-- TEXT SHOWN follows --
UV Sanitisation Box and Hand-held UV Device:
- Defence Institute of Physiology & Allied Sciences (DIPAS) and Institute of Nuclear Medicine & Allied Sciences (INMAS), DRDO laboratories in Delhi have designed Ultraviolet C Light based sanitisation box and hand held UV-C (ultraviolet light with wavelength 254 nanometres) device.
- The UV-C consists of a shorter, more energetic wavelength of light. It is particularly good at destroying genetic material in COVID-19.
- The radiation warps the structure RNA which prevents the viral particles from making more copies of themselves. Sanitisation of the items by employing UV-C light avoids the harmful effects of the chemicals used for the disinfection.
5.Centre for Nano and Soft Matter Sciences
Why in News?
- Recently, the Centre for Nano and Soft Matter Sciences (CeNS) has developed a compact solid-state sensor to detect the heavy metal ions in water.
- It is a portable device which can help onsite detection of heavy metal ions like lead ions (Pb2+) down to 0.4 parts per billion (ppb).
- A sensor film was prepared by forming a composite between manganese doped zinc sulfide quantum dots and reduced graphene oxide on a glass substrate.
- These particular quantum dots are water-soluble and have high photoluminescence (~30%) quantum yield, making them suitable for luminescence (emission of light by certain materials when they are relatively cool)-based sensing.
- If a drop of water containing heavy metal ions such as mercury (Hg), lead (Pb), cadmium (Cd), etc. are added to the composite film, the emission of the film extinguishes within seconds.
- The development of efficient and portable sensors for rapid onsite detection of heavy metal ions becomes important due to the health hazards associated with them.
-- TEXT SHOWN concluded --
-- RECORDED INFORMATION follows --
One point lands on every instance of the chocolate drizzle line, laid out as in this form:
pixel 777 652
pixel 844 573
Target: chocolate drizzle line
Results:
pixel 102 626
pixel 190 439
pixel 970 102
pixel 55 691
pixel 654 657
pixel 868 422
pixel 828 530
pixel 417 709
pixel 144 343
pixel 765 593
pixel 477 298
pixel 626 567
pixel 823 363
-- RECORDED INFORMATION concluded --
| THE PROBLEM |
Please copy out the entire text on the UV sanitization devices and the heavy metal ion sensor, word for word. None of this data is needed.

| ANSWER SPACE |
UV Sanitisation Box and Hand-held UV Device:
- Defence Institute of Physiology & Allied Sciences (DIPAS) and Institute of Nuclear Medicine & Allied Sciences (INMAS), DRDO laboratories in Delhi have designed Ultraviolet C Light based sanitisation box and hand held UV-C (ultraviolet light with wavelength 254 nanometres) device.
- The UV-C consists of a shorter, more energetic wavelength of light. It is particularly good at destroying genetic material in COVID-19.
- The radiation warps the structure RNA which prevents the viral particles from making more copies of themselves. Sanitisation of the items by employing UV-C light avoids the harmful effects of the chemicals used for the disinfection.
5.Centre for Nano and Soft Matter Sciences
Why in News?
- Recently, the Centre for Nano and Soft Matter Sciences (CeNS) has developed a compact solid-state sensor to detect the heavy metal ions in water.
- It is a portable device which can help onsite detection of heavy metal ions like lead ions (Pb2+) down to 0.4 parts per billion (ppb).
- A sensor film was prepared by forming a composite between manganese doped zinc sulfide quantum dots and reduced graphene oxide on a glass substrate.
- These particular quantum dots are water-soluble and have high photoluminescence (~30%) quantum yield, making them suitable for luminescence (emission of light by certain materials when they are relatively cool)-based sensing.
- If a drop of water containing heavy metal ions such as mercury (Hg), lead (Pb), cadmium (Cd), etc. are added to the composite film, the emission of the film extinguishes within seconds.
- The development of efficient and portable sensors for rapid onsite detection of heavy metal ions becomes important due to the health hazards associated with them.